Schon während des Studiums an der Hochschule für Grafik und Buchkunst hatte sich Olaf Martens vom herrschenden Dogma einer sozial-humanistisch ausgerichteten Fotografie gelöst. Mit dem Fall der Mauer suchte er dann auch in Auftragsarbeiten ironisch zu brechen, was man im eigenen Land sowie der zerfallenden Sowjetunion noch kurz zuvor als technische oder kulturelle Errungenschaften gefeiert hatte. So wurden ihm ebenso ein schrottreifes Atom-U-Boot wie der prunkvolle Yussupow-Palast in St. Petersburg zur Kulisse für Modeinszenierungen, und er ließ seine Mannequins zwischen Arbeitern eines Stahlwerks, Matrosen der russischen Marine oder Wachsfiguren von Stalin und Lenin posieren.
Wo Armut und Dekadenz aufeinanderprallen
Rasch brachten ihm seine kunstvoll überdrehten Interpretationen der russischen Modernisierungsversuche Glasnost und Perestroika Aufträge aller großen deutschen Illustrierten und Magazine, darunter auch das Magazin der F.A.Z., für das Olaf Martens etliche Modestrecken fotografiert hat. Den Glamour raffinierter Abendgarderobe konterkarierte er dann etwa mit den skeptischen Blicken von Schneiderinnen, die sich in weißen Kittelschürzen unter die exklusiv gekleideten Modelle mischen. Oder er zeigt die Schauspielerin Esther Schweins mit Lockenwicklern im Haar, wie er überhaupt auch in seinen Prominentenporträts stets einer Überhöhung entgegenarbeitet.

_ _ _ _ _ _ _

Aufgaben und Fragen:
1 > Übersetze diesen Satz aus dem Textauszug über Olaf Martens ins Englische: „Den Glamour raffinierter Abendgarderobe konterkarierte er dann etwa mit den skeptischen Blicken von Schneiderinnen, die sich in weißen Kittelschürzen unter die exklusiv gekleideten Modelle mischen.“
2 > An welcher Hochschule hat Olaf Martens laut dem Textauszug studiert?

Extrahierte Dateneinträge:
_ _ _ _ _ _ _

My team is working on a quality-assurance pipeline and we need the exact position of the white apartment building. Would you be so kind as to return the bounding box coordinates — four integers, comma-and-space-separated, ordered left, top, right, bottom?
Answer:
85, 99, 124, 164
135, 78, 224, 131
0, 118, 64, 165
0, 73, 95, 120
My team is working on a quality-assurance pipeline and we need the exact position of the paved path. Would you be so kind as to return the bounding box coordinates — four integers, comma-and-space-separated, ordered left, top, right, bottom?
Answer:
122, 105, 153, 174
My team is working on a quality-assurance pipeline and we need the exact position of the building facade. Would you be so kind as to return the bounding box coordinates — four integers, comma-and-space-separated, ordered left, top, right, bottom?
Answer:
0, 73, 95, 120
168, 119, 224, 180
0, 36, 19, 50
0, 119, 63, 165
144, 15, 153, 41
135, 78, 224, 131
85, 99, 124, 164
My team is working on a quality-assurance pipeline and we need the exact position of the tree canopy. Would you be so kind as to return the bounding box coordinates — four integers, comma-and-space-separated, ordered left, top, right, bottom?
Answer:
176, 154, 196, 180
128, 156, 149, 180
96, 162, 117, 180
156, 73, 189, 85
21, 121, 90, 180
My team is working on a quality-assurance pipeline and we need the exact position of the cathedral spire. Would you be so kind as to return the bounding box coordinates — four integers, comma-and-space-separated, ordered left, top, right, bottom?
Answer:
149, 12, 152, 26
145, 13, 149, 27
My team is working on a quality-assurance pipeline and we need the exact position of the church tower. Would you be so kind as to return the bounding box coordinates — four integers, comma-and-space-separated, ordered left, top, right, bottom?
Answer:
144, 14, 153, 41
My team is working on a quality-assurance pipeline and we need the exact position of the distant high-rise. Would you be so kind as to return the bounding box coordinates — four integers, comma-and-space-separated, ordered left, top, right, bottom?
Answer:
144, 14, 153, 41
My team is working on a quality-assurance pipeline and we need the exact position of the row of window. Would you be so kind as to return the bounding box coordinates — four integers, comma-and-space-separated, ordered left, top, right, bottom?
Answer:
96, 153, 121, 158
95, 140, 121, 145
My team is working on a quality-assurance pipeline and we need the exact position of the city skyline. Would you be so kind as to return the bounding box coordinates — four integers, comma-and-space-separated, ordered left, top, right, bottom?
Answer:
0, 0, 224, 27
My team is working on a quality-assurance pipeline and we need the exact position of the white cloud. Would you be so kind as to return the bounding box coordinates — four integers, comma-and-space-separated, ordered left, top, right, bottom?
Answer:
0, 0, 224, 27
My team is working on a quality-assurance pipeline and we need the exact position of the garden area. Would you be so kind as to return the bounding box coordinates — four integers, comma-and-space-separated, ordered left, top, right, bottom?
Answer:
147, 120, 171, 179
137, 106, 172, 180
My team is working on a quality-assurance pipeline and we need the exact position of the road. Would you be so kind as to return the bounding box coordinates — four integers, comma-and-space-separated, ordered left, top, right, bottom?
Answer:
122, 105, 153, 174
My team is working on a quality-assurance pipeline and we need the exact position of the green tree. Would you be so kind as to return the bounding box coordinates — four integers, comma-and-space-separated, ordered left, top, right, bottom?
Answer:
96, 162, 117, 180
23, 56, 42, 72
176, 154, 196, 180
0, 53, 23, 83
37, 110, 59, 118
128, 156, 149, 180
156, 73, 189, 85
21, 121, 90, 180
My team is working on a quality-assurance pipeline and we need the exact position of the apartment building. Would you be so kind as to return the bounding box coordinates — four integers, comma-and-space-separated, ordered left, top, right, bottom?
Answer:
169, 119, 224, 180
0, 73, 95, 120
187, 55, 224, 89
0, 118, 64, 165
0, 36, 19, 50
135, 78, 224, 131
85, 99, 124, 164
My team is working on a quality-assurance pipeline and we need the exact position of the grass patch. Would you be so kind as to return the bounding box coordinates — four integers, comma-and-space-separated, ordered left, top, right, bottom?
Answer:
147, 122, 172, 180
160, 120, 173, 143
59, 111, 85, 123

_ _ _ _ _ _ _

Antworten in Reihenfolge:
1 > He then counteracted the glamour of sophisticated evening wear with, for instance, the skeptical looks of seamstresses who mingle in white smock aprons among the exclusively dressed models.

2 > An der Hochschule für Grafik und Buchkunst.